## What you will do
Starting at the beginning of the items and ending at the line that contains "0, 257, 52, 268", repeat those lines with "crop health" switched to "plant vigor" and nothing else changed.
## BEGIN Provided material
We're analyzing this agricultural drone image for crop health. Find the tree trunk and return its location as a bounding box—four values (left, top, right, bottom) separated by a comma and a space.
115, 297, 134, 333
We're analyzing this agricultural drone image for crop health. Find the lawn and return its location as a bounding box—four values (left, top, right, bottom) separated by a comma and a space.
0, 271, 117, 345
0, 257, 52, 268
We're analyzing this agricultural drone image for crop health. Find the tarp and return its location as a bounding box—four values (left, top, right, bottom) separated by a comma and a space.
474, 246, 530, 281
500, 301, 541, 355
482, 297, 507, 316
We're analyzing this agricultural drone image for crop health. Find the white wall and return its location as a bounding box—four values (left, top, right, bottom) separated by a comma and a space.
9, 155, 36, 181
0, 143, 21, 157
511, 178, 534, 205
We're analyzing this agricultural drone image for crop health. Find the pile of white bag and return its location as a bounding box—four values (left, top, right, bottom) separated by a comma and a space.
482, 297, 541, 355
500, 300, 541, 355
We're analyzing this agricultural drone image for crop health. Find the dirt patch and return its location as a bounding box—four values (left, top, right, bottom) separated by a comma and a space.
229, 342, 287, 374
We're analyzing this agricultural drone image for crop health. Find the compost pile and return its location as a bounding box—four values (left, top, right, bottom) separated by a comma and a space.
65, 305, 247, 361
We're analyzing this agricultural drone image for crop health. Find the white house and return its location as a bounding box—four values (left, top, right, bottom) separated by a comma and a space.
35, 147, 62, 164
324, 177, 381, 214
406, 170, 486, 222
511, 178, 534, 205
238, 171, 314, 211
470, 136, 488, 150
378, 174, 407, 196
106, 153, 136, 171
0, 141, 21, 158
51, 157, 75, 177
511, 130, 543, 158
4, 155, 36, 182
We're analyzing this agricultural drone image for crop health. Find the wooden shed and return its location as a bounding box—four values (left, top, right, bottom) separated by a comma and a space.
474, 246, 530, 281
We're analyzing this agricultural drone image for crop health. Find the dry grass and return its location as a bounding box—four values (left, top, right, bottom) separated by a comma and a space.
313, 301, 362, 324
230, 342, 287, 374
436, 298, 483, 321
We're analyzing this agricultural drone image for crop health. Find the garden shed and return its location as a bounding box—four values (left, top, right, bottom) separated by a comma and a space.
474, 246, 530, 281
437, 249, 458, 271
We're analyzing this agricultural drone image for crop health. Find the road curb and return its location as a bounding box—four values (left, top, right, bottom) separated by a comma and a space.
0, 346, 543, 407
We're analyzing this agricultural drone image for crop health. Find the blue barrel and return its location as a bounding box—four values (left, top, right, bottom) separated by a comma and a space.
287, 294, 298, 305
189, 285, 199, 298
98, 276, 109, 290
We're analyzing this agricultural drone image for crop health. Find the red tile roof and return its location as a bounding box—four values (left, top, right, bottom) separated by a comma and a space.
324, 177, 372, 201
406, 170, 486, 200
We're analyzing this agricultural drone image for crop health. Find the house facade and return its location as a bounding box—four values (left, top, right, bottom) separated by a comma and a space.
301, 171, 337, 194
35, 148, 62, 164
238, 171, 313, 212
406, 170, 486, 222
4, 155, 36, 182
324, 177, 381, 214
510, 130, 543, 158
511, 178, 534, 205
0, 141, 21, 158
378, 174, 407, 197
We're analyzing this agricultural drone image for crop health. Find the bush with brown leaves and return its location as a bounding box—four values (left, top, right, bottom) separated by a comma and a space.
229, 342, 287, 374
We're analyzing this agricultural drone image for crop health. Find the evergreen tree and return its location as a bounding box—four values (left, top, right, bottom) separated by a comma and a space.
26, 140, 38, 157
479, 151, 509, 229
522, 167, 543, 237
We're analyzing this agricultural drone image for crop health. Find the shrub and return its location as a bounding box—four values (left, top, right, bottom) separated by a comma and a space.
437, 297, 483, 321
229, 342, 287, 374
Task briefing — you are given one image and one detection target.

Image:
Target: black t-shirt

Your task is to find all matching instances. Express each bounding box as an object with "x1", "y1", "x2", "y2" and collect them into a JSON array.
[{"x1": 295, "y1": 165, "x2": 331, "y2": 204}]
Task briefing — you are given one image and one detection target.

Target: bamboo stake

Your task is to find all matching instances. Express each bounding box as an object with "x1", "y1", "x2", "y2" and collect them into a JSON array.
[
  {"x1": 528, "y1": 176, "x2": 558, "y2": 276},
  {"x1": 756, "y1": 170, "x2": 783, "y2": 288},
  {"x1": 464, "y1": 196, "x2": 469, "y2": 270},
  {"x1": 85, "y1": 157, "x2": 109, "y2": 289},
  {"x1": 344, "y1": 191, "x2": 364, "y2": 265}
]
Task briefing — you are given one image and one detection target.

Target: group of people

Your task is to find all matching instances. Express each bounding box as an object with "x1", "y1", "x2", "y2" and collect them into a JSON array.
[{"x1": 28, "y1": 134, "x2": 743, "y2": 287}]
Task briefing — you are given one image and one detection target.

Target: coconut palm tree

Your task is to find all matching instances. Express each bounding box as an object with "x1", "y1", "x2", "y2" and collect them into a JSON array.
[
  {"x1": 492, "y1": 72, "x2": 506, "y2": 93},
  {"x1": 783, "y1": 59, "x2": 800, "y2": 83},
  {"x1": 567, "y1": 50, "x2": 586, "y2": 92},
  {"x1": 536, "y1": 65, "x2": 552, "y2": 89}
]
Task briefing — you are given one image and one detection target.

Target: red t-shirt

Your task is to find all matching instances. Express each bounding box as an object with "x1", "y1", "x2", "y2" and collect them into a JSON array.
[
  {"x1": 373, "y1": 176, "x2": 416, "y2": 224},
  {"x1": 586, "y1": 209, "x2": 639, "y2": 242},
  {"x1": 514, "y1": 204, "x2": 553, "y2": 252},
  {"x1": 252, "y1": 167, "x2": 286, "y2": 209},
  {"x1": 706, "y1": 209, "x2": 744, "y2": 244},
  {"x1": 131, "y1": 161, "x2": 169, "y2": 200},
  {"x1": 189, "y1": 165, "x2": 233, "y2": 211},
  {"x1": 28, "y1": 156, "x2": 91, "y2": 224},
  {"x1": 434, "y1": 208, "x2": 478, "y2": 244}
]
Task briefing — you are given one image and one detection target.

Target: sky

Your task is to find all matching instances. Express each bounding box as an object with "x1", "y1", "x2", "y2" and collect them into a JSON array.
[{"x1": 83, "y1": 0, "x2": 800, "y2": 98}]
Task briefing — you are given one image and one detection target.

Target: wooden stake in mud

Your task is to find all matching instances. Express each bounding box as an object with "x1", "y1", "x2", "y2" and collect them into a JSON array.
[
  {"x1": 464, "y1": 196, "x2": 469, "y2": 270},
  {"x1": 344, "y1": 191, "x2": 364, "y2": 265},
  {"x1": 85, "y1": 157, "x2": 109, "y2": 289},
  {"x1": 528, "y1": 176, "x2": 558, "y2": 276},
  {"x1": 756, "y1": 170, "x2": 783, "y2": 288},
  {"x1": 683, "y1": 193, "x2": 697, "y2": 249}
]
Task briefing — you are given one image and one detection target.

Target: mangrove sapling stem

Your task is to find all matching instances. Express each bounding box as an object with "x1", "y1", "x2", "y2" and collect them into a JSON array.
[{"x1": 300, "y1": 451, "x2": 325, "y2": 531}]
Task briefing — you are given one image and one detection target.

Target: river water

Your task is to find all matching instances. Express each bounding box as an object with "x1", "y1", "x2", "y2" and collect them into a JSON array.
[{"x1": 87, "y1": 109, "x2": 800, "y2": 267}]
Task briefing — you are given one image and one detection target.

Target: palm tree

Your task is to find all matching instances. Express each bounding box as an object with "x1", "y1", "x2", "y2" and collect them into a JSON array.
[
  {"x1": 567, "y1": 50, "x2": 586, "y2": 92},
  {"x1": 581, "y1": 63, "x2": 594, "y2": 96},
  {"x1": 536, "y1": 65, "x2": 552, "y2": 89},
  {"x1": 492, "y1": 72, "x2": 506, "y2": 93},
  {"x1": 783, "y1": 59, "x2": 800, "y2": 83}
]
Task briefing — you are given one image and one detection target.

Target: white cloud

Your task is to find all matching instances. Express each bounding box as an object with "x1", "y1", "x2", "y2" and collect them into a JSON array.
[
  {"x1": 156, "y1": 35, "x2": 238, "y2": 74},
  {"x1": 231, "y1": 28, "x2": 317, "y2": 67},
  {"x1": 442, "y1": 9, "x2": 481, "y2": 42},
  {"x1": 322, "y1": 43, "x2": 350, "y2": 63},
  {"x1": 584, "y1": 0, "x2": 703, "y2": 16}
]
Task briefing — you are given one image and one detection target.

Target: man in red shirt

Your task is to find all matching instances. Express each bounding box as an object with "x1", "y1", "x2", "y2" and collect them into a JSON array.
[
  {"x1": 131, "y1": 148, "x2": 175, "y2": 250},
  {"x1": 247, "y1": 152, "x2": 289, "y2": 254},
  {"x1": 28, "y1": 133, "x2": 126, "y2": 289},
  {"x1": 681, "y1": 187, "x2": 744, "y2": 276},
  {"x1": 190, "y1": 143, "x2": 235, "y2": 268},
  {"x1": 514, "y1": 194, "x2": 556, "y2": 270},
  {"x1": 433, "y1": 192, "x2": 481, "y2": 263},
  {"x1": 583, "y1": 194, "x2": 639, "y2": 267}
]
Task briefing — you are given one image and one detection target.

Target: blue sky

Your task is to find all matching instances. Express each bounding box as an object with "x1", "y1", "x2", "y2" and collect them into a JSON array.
## END Provided material
## Answer to the task
We're analyzing this agricultural drone image for plant vigor. Find the tree trunk and return its location as a bounding box—four values (left, top, right, bottom) separated by a comma and a space.
115, 297, 134, 333
We're analyzing this agricultural drone image for plant vigor. Find the lawn and return its location as a bounding box—four values (left, top, right, bottom) separated by a comma and a space.
0, 271, 117, 345
0, 257, 52, 268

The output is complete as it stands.